MATERIAL FOR THIS TASK section start
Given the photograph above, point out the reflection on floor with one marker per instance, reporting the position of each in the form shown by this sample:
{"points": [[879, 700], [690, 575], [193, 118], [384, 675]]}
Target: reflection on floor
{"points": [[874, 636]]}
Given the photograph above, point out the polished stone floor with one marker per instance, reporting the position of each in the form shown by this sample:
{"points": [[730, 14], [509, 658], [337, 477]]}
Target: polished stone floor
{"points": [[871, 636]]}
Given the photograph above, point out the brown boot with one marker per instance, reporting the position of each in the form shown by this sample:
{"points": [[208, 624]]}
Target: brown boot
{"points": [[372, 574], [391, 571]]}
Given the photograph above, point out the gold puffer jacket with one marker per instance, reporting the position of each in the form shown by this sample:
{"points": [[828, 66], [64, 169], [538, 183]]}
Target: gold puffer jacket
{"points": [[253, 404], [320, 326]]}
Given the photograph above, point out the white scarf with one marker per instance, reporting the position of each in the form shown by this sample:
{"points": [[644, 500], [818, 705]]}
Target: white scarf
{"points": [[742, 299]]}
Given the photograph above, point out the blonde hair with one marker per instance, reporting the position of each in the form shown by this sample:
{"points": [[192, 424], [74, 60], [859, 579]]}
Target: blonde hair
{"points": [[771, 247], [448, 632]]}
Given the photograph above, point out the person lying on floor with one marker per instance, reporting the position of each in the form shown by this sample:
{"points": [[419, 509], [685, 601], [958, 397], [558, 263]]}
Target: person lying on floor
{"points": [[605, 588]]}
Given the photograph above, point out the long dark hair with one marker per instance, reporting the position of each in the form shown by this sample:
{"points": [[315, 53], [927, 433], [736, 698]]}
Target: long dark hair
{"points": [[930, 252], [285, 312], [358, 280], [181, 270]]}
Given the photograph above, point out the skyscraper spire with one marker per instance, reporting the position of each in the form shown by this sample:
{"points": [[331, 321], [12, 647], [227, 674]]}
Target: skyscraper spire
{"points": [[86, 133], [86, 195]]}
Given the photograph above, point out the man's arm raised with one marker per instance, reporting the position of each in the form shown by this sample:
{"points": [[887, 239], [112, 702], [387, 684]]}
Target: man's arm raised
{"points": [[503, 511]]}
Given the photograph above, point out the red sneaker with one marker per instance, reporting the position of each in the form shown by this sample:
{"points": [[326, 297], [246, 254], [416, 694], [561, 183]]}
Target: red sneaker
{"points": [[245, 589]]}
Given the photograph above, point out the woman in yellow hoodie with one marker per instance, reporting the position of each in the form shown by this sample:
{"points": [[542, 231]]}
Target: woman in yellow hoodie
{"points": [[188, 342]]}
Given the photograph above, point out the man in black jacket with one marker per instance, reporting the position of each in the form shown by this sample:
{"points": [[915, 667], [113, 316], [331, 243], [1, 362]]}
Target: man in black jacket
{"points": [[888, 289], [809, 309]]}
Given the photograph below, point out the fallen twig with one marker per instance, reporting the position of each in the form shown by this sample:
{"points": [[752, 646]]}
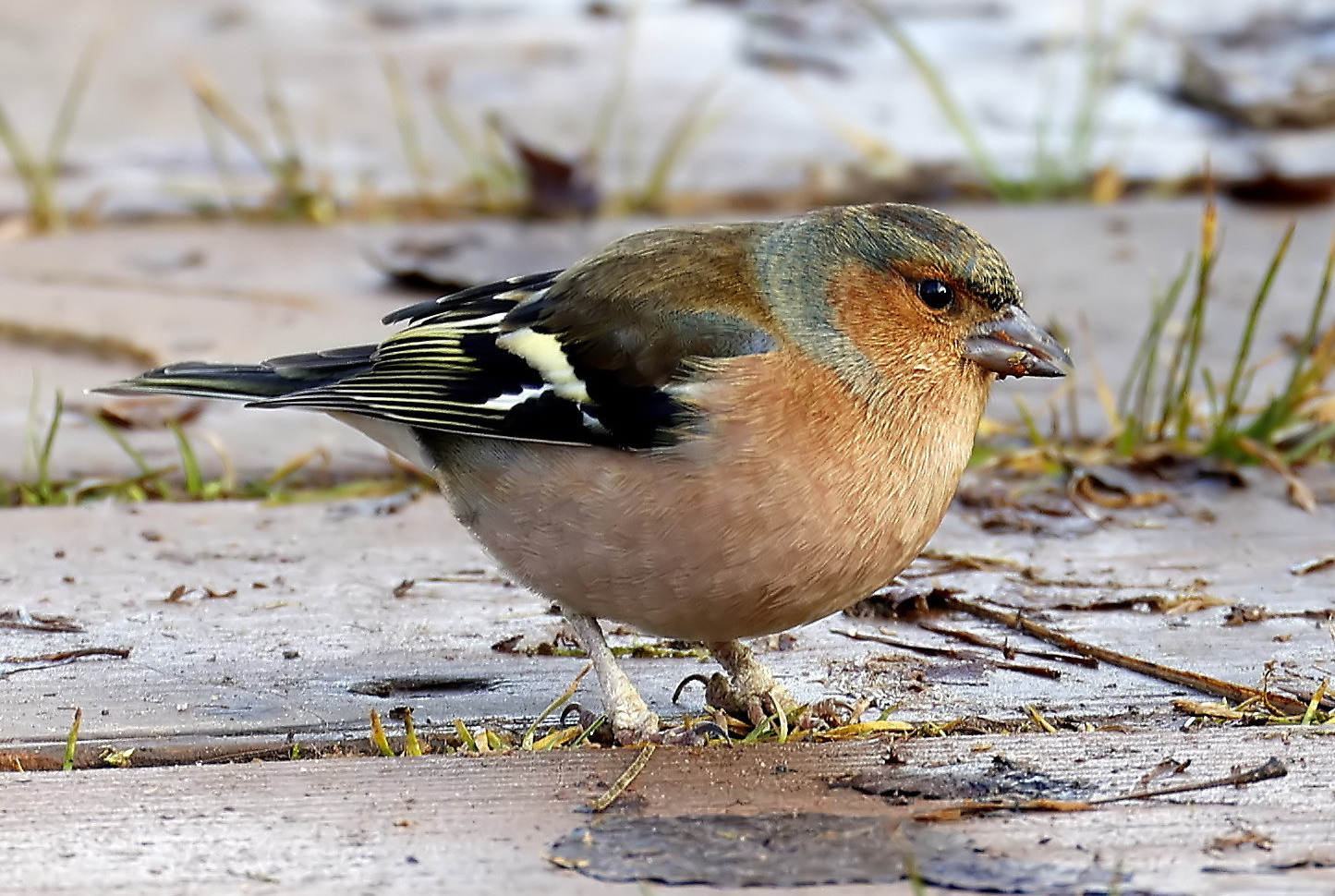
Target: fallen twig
{"points": [[1196, 681], [1043, 672], [1271, 769], [50, 660], [1005, 649]]}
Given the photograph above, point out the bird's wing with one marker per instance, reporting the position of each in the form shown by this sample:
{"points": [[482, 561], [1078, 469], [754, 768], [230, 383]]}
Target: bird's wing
{"points": [[603, 353]]}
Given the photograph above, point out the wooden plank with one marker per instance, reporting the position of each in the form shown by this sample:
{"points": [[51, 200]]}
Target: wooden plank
MATERIAL FOR THIS TASK section end
_EXERCISE BRIEF_:
Transcribe all the lines above exactly; any image among them is skipped.

_ANSWER SECTION_:
Given the photograph above, point out the reflection on floor with one marker per instance, reporting the position of each in the form shown by this sample:
{"points": [[879, 700], [690, 575], [193, 118], [384, 675]]}
Target: reflection on floor
{"points": [[874, 636]]}
Given the photograph above, point out the polished stone floor with one marker per instance, reporting the position of each in the form shown by this sample:
{"points": [[730, 14], [509, 658], [337, 477]]}
Target: polished stone floor
{"points": [[871, 636]]}
Given the photograph above, point out the brown boot with one marker per instance, reporting the position of each in the form shown by this sample:
{"points": [[208, 624]]}
Target: brown boot
{"points": [[372, 574], [391, 571]]}
Given the photograph above, point out the gold puffer jacket with one marker per instance, reporting the position of each in the form shown by this sample:
{"points": [[828, 66], [64, 169], [538, 183]]}
Target: gold puffer jacket
{"points": [[253, 404], [320, 326]]}
Given the photograph above, point out the white scarf with one marker per instance, reporting the position of each in the form shown by this sample:
{"points": [[644, 500], [818, 705]]}
Target: white scarf
{"points": [[742, 299]]}
Given the photograph above, point out the blonde hair with one marker per instance, reporting the position of each in the form shown by this sample:
{"points": [[192, 424], [74, 60], [859, 579]]}
Target: blonde hair
{"points": [[771, 247], [448, 632]]}
Given the photograph above, point out the person lying on floor with one marker per instance, reporting the position of each in the form shown by this sample:
{"points": [[419, 509], [685, 601], [958, 397], [558, 263]]}
Target: person lying on floor
{"points": [[605, 588]]}
Given the photograph above, point out the long dark hair with one marker per instance, reporting the position of each in the form shown by this sample:
{"points": [[315, 53], [927, 433], [736, 698]]}
Target: long dark hair
{"points": [[930, 252], [285, 312], [358, 280], [181, 270]]}
Given the photograph above, point out the skyscraper spire with one marker per instance, reporting the position of each in the form shown by this sample:
{"points": [[331, 321], [12, 647], [227, 674]]}
Target: skyscraper spire
{"points": [[86, 133], [86, 195]]}
Given the photograph above, point out the man's arm raised with one marker per instance, reporting the position of each in the form shown by this sample:
{"points": [[887, 239], [112, 702], [387, 684]]}
Target: man's arm raised
{"points": [[503, 511]]}
Given the photograph above, point out the red sneaker with one marker per instance, reporting the position of each in the form shown by this sample:
{"points": [[326, 297], [246, 254], [416, 694], [561, 183]]}
Target: red sneaker
{"points": [[245, 589]]}
Given the photograph above, point out the woman in yellow hoodie with one marker per instance, reporting the position of each in the form shown by this sample:
{"points": [[542, 231]]}
Target: woman in yellow hoodie
{"points": [[188, 342]]}
Given the photograph above, point out the man in black jacket with one marker per instance, reporting the position of each in the form shown by this sample:
{"points": [[915, 667], [113, 316], [331, 243], [1, 362]]}
Target: man in black jacket
{"points": [[888, 289], [809, 309]]}
Given the photograph below, point out the fallen twig with one marker per instance, reporting the position of each in the form shown by this sample:
{"points": [[752, 646]]}
Target: fallen twig
{"points": [[1196, 681], [1043, 672], [1271, 769], [50, 660], [1005, 649]]}
Given the photograph above, point out the bird's wing with one marker per instance, reporting the position of each in the form shown by this sample:
{"points": [[482, 561], [1078, 469], [754, 768], [230, 383]]}
Target: bird's wing
{"points": [[603, 353]]}
Given the photograph above, point out the wooden plank with one marker per instance, reporting the position of each in the form shown by this sample:
{"points": [[51, 200]]}
Target: wooden plank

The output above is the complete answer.